→ Direction 1
Count how many lines of the records below contain the word "onion", treating case as significant, and give only that number.

→ Document extract
__________________________________________________
Pain à la Bière - Alsatian Beer Bread

Last spring Breadsong posted about Alsatian Beer Bread, a formula developed by Chef Jacquy Pfeiffer, published in "Modern Baking", a professional bakers' website http://modern-baking.com/bread_pastry/mb_imp_16940/. I liked the looks of her buns, and was intrigued by the beer crunch crust  (if it's crunchy AND made with beer, it must be good!) so I copied the recipe from "Modern Baking" to my ever growing to-do list.

Alsatia is famous for its  happy marriage between French and German cuisine, as shown in Zwiebelkuchen - Onion Tarte (http://www.thefreshloaf.com/node/19698/time-onion-tarte-zeit-fuer-zwiebelkuchen), and Elsässer Apfeltorte - Alsatian Apple Torte. 

It's also home of one of my favorite authors, Tomi Ungerer, known for his quirky, illustrated books for children and adults, whose heroes are no mild mannered goodie-two-shoes, but usually just the opposite - like the stubborn cat boy in: "No Kiss for Mother". And even in his wonderful illustrations for a book of German folk songs ("Das grosse Liederbuch") he always manages to smuggle one little nasty detail in his otherwise idyllic scenes and landscapes.
__________________________________________________
→ Data
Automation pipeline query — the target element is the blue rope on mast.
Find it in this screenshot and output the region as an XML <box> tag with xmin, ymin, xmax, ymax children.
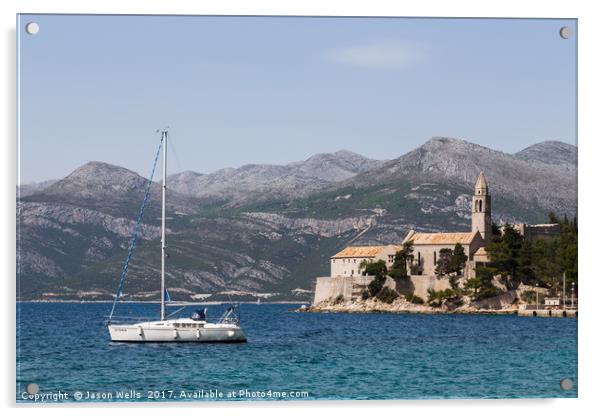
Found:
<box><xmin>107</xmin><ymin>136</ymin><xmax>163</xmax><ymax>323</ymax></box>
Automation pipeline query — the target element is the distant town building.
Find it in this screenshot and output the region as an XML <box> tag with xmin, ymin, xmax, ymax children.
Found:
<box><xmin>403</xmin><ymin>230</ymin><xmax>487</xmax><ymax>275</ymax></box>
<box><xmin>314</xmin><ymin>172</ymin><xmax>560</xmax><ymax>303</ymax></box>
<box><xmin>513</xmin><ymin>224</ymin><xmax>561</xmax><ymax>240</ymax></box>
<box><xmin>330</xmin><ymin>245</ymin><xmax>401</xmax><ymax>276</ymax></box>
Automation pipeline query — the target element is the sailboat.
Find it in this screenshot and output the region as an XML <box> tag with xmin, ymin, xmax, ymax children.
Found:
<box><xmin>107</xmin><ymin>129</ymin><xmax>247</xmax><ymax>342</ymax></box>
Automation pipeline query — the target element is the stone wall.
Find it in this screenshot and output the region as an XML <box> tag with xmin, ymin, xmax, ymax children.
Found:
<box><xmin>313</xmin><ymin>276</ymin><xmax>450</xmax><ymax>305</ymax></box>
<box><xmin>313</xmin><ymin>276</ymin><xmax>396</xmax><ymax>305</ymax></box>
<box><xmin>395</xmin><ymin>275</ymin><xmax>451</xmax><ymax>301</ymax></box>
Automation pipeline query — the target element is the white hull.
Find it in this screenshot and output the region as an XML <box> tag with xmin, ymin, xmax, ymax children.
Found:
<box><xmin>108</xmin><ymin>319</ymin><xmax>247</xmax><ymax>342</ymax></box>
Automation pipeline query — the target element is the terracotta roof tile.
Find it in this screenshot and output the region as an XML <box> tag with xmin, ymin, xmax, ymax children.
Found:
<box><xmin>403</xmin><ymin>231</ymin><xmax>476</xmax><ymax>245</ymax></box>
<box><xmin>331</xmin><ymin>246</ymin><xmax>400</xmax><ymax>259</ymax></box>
__________________________________________________
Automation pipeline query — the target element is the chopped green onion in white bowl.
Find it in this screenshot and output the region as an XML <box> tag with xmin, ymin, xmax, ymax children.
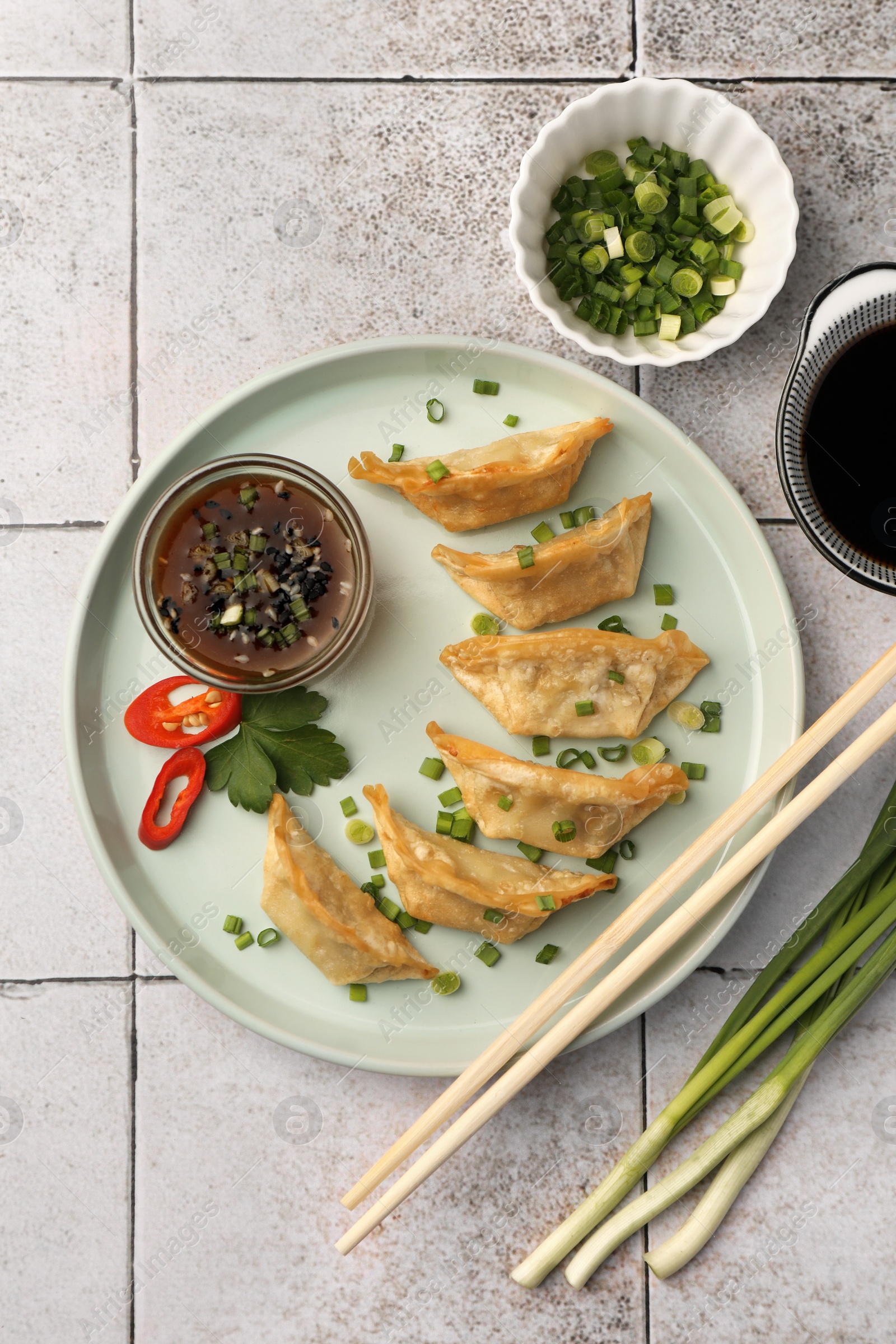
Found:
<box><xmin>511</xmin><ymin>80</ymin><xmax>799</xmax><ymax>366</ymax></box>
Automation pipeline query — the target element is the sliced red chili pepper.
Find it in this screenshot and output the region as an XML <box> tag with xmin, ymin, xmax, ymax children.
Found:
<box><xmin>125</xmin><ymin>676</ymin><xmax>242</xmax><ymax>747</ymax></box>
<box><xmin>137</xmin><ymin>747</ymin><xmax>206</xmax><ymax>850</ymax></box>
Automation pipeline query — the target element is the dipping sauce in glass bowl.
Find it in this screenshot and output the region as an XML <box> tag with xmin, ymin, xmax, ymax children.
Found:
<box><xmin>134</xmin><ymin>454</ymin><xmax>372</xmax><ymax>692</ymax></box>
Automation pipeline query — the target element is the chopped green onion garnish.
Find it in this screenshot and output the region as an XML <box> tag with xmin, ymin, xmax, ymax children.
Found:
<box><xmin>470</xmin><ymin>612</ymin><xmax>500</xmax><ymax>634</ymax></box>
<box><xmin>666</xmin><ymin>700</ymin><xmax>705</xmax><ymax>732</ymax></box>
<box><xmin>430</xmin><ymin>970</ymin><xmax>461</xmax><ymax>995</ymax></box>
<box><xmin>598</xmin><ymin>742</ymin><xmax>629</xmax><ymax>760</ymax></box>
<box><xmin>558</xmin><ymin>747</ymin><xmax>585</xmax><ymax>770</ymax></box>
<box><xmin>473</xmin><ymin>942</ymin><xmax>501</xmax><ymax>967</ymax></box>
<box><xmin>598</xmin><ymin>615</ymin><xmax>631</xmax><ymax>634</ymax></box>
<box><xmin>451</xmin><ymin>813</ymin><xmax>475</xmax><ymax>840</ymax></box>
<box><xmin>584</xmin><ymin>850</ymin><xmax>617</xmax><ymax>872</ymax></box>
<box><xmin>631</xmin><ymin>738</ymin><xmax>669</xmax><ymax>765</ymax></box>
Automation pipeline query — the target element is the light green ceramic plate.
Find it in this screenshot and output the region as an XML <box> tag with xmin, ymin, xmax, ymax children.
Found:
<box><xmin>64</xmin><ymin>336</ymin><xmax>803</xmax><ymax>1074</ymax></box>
__________________________________________________
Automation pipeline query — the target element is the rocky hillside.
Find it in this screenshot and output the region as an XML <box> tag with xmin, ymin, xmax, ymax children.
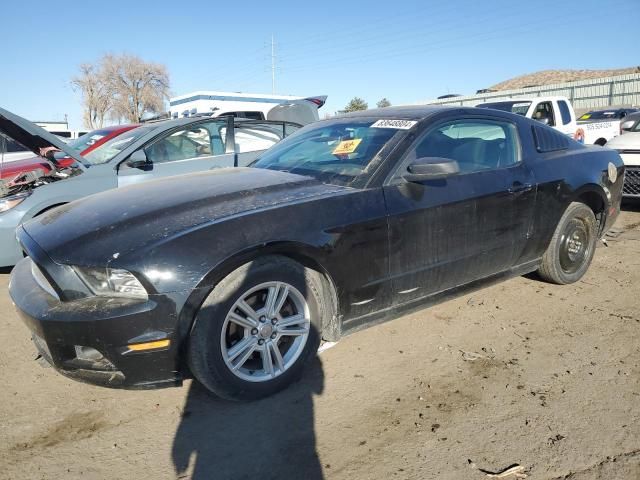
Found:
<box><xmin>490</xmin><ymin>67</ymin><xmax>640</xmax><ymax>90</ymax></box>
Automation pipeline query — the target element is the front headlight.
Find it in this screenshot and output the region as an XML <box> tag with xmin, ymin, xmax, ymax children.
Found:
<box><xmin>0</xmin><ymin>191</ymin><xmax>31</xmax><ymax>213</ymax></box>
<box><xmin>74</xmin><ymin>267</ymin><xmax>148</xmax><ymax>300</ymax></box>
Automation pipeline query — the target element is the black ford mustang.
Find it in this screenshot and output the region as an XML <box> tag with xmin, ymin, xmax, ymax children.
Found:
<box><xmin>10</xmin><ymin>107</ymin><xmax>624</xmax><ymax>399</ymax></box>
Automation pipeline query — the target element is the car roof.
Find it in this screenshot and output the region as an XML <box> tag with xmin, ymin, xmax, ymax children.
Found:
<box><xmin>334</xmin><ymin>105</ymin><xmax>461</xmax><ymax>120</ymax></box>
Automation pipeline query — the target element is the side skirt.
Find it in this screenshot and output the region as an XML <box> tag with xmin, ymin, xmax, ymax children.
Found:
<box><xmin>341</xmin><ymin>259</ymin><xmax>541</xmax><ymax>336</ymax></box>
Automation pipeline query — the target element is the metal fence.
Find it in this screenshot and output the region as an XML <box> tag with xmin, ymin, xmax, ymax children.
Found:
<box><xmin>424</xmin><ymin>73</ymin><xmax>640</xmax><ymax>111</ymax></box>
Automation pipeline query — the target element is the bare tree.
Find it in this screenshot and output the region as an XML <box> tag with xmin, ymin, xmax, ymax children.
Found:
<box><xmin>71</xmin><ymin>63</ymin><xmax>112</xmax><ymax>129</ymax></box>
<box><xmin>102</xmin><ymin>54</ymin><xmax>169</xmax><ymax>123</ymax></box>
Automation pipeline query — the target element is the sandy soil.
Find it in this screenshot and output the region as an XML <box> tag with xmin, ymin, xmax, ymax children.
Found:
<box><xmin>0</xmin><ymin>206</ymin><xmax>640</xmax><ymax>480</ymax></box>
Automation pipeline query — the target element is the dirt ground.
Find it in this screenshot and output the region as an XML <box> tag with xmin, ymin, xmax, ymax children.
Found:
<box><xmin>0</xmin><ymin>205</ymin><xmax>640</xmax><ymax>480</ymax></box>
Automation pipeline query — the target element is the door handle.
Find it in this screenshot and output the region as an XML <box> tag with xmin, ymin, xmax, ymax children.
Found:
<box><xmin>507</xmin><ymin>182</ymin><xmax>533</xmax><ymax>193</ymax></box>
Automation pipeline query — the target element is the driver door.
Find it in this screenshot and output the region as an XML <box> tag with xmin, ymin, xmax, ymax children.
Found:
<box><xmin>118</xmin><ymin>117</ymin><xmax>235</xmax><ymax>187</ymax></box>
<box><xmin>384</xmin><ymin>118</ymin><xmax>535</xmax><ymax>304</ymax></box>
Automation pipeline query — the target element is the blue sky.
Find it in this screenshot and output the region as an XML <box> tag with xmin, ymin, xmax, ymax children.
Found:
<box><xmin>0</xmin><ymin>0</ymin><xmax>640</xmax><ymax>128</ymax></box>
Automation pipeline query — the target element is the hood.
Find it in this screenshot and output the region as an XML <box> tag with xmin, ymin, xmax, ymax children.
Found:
__________________________________________________
→ Direction 2
According to the Alsatian beer bread text above, who developed the beer bread formula?

→ Exercise response 1
2

→ Exercise response 2
Chef Jacquy Pfeiffer